- [LESETEXT]

Hope and Glory

Friedrich-Rochlitz-Preis für Kunstkritik 2011, Platz 1 für Anja Scharruhn – Mit seinem aktuellen Programm „The romantic violinist – a Celebration of Joseph Joachim“ gastierte der 37-jährige Star-Geiger Daniel Hope im Gewandhaus

Daniel Hope (Foto: Harald Hoffmann / Deutsche Grammophon)

Es ist seltsam berührend, einem weltweit gefragten Solisten wie Daniel Hope in der nüchternen Atmosphäre eines Kammermusiksaals zu begegnen, fernab von Büchern, CD-Covern oder Videofilmen. Seriosität und Gelassenheit gehen von ihm aus, schon die ersten Töne brechen das Eis. Sein Ton ist dunkel und imponierend schön. Kraftvoll zieht er den Bogen über die Saiten, schlafwandlerisch sicher intonieren seine Finger, vor allem im ersten Teil. Unwillkürlich hält man den Atem an und registriert das verstohlene Raunen des Publikums.

In Verbeugung vor dem österreich-ungarischen Geigenvirtuosen Joseph Joachim (1831-1907), eine der zentralen Künstlerfiguren des 19. Jahrhunderts, konzipierte Hope ein bemerkenswertes Programm, das ein Stück Leipziger Musikgeschichte heraufbeschwört: Als Wunderkind von Mendelssohn-Bartholdy in die Bürgerstadt geholt und umfassend gefördert, stieg Joachim binnen weniger Jahre zu einem der angesehensten Interpreten zeitgenössischer Musik in Europa auf. Zeitlebens pflegte er beidseitig inspirierende Freundschaften zu Johannes Brahms und dem Hause Schumann. Es sei für ihn wichtig Musik darzubieten, die ihm auch persönlich etwas bedeute, äußerte Hope einmal. Parallelen im persönlichen Werdegang der zwei Geiger ließen sich leicht herstellen.

(Auszüge aus Daten zur Punktannotation)
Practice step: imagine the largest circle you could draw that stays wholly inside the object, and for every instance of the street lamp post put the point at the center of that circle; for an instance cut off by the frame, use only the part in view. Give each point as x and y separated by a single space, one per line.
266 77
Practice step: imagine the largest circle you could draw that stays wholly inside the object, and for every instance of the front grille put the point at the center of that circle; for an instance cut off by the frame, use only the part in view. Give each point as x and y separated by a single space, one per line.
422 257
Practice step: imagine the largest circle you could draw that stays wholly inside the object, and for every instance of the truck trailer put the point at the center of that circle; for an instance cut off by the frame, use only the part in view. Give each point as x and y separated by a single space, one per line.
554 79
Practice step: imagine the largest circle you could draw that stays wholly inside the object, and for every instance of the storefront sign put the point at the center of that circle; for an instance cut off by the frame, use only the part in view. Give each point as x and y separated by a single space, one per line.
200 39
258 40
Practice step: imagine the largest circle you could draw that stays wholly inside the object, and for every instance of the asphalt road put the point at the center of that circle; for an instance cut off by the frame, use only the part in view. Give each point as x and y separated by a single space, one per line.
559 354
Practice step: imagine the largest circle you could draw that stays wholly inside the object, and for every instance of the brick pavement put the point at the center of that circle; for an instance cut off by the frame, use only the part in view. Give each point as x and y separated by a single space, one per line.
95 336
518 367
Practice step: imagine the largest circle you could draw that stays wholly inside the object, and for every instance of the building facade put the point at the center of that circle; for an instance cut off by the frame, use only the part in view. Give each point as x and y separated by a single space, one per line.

- [ARBEITSANWEISUNGEN]
A: Gib aus der Konzertkritik alles von „Daniel Hope (Foto: Harald“ bis hinunter zu „Raunen des Publikums.“ wortgetreu wieder.
B: Tippe aus der Auflistung alles von der Zeile mit „of the brick“ bis hinunter zum Ende der Auflistung unverändert ab.
Die Konzertkritik und die Auflistung stammen aus unterschiedlichen Quellen.

- [ANTWORTEN IN REIHENFOLGE]
A:
Daniel Hope (Foto: Harald Hoffmann / Deutsche Grammophon)

Es ist seltsam berührend, einem weltweit gefragten Solisten wie Daniel Hope in der nüchternen Atmosphäre eines Kammermusiksaals zu begegnen, fernab von Büchern, CD-Covern oder Videofilmen. Seriosität und Gelassenheit gehen von ihm aus, schon die ersten Töne brechen das Eis. Sein Ton ist dunkel und imponierend schön. Kraftvoll zieht er den Bogen über die Saiten, schlafwandlerisch sicher intonieren seine Finger, vor allem im ersten Teil. Unwillkürlich hält man den Atem an und registriert das verstohlene Raunen des Publikums.

B:
Practice step: imagine the largest circle you could draw that stays wholly inside the object, and for every instance of the brick pavement put the point at the center of that circle; for an instance cut off by the frame, use only the part in view. Give each point as x and y separated by a single space, one per line.
95 336
518 367
Practice step: imagine the largest circle you could draw that stays wholly inside the object, and for every instance of the building facade put the point at the center of that circle; for an instance cut off by the frame, use only the part in view. Give each point as x and y separated by a single space, one per line.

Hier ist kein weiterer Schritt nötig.